=== Tasks to carry out ===
a: In the news excerpt about the Cemetery and Funeral Bureau investigation, where did state records show cremated remains stacked on top of each other?
b: Reproduce the part of the news excerpt starting with "Citations we examined" and going on through "a viewing service.".

=== Text under study ===
^^^^^^^^^^^^^^^^

A CBS13 request of records under the California Public Records Act uncovered at the time of Robert Oliveira’s death, a state investigator with the Cemetery and Funeral Bureau was already zeroing in on Stephen Cooley and what was happening inside Boggs Tract Church.
Citations we examined used the words, “unlicensed activity”, “fraudulently”, “mislead”, “gross negligence”, “reckless”, “careless”, and “incompetence”.
An investigator found multiple decedents in an unsecured and unrefrigerated room. In one case, records show remains were in a condition that prevented a family from having a viewing service.
State records also show the discovery of cremated remains in paper bags and urns stacked up on top of each other in an offsite U-Haul storage facility.
None of these violations was readily available for the public to see on the Cemetery and Funeral Bureau’s website. The bureau operates under the Department of Consumer Affairs which refused to make anyone from the bureau available for our investigation.

^^^^^^^^^^^^^^^^

[Point-per-instance localization data]
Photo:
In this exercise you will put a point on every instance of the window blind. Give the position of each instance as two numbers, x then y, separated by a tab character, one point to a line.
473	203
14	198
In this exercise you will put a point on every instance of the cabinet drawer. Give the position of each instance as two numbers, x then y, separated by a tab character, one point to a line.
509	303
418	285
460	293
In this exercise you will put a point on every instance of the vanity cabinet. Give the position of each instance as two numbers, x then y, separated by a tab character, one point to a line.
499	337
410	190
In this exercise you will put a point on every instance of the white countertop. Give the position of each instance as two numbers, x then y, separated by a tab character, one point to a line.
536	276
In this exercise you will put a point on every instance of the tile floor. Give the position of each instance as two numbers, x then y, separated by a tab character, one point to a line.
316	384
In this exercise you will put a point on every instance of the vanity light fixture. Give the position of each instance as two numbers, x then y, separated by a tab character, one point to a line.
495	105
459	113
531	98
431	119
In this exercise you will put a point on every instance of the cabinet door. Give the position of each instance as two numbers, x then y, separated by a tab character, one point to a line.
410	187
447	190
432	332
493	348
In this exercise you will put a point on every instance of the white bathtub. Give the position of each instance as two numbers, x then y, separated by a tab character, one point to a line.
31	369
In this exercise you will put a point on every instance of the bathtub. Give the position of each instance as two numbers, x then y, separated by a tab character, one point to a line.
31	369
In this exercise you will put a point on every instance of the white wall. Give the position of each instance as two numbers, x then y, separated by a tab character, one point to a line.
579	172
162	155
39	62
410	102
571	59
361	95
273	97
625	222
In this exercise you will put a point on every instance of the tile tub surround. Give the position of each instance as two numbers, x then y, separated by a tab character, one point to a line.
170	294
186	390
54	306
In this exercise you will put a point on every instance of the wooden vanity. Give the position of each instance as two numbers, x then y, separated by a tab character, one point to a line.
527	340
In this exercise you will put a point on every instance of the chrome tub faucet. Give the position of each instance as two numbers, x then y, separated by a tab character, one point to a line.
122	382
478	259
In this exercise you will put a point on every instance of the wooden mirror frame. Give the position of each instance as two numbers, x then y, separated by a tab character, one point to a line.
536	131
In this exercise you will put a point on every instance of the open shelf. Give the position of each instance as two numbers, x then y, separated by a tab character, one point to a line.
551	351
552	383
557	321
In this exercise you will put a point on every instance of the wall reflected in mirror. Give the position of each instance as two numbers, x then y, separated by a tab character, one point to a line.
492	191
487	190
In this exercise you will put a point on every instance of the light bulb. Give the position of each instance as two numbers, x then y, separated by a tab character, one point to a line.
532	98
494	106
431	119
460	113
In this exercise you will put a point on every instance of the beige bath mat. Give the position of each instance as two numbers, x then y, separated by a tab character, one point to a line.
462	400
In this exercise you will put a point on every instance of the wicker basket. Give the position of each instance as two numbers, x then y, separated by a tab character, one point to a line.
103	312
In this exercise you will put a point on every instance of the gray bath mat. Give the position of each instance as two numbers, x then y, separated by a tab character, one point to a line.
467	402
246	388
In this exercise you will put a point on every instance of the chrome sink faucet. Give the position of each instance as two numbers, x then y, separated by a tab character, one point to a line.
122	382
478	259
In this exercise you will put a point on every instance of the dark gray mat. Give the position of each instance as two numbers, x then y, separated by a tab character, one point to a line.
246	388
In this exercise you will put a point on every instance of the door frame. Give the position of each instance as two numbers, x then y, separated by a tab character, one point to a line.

^^^^^^^^^^^^^^^^

=== Task responses ===
a: In an offsite U-Haul storage facility.

b:
Citations we examined used the words, “unlicensed activity”, “fraudulently”, “mislead”, “gross negligence”, “reckless”, “careless”, and “incompetence”.
An investigator found multiple decedents in an unsecured and unrefrigerated room. In one case, records show remains were in a condition that prevented a family from having a viewing service.